---- Text segment

Roasted Rosemary Brown Sugar Carrots

Do you need to bring a side dish for Thanksgiving but inflation’s got you down? We’ve got you covered! Just a few cheap and simple ingredients and your relatives will eat vegetables like you’ve never seen before!

Every time we sell our thanksgiving meals we get special requests for “extra extra extra carrots”.

You might not think you need 5 lbs of carrots but the weight loss after cleaning and roasting carrots is about 50%… 5 lbs will cook into about 2.5 lbs.


5 lbs carrots, peeled, topped, washed and cut into similar size pieces

4 Tablespoons olive oil

1 teaspoon salt

1/2 tsp pepper

4-6 Tablespoons brown sugar (to taste)

4 Tablespoons chopped fresh rosemary


Preheat oven to 375.

Peel, top, wash and dry carrots. Cut into similar sized pieces.

Toss carrots with remaining ingredients. 

Cover two large baking sheets with parchment paper. Lay carrots out in a single layer. If you don’t have parchment paper, don’t use foil – the carrots will stick. Simply grease your baking sheet.

--------

What you will do
Extract from the carrot recipe the passage starting at "Preheat oven to" and ending at "your baking sheet.", copying it word for word.

---- Data listing

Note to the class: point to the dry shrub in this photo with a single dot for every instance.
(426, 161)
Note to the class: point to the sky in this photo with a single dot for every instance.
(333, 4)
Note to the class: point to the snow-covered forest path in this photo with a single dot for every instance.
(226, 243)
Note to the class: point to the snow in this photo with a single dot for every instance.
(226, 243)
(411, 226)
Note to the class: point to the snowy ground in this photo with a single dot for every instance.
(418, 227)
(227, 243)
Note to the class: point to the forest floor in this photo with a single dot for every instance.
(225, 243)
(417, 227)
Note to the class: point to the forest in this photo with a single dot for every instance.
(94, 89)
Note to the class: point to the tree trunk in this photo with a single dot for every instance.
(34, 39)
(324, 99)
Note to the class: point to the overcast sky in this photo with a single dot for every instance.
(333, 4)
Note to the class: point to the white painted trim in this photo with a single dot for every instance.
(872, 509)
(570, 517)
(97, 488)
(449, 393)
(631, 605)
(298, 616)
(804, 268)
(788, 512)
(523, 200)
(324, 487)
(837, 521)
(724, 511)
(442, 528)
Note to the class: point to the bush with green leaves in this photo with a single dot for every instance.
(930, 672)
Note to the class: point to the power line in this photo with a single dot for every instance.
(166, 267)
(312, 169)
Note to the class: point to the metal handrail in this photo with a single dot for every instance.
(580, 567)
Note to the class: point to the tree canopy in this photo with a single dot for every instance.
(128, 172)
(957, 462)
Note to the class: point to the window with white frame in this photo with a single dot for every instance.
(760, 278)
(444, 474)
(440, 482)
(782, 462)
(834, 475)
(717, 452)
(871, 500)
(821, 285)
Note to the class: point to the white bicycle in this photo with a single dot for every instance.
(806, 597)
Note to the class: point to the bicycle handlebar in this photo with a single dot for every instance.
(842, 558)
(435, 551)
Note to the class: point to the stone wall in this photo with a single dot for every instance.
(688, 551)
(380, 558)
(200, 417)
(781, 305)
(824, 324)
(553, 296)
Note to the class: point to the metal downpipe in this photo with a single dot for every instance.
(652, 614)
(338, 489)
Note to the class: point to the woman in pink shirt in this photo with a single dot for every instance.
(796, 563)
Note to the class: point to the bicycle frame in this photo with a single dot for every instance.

--------

Reply to the exercise
Preheat oven to 375.

Peel, top, wash and dry carrots. Cut into similar sized pieces.

Toss carrots with remaining ingredients. 

Cover two large baking sheets with parchment paper. Lay carrots out in a single layer. If you don’t have parchment paper, don’t use foil – the carrots will stick. Simply grease your baking sheet.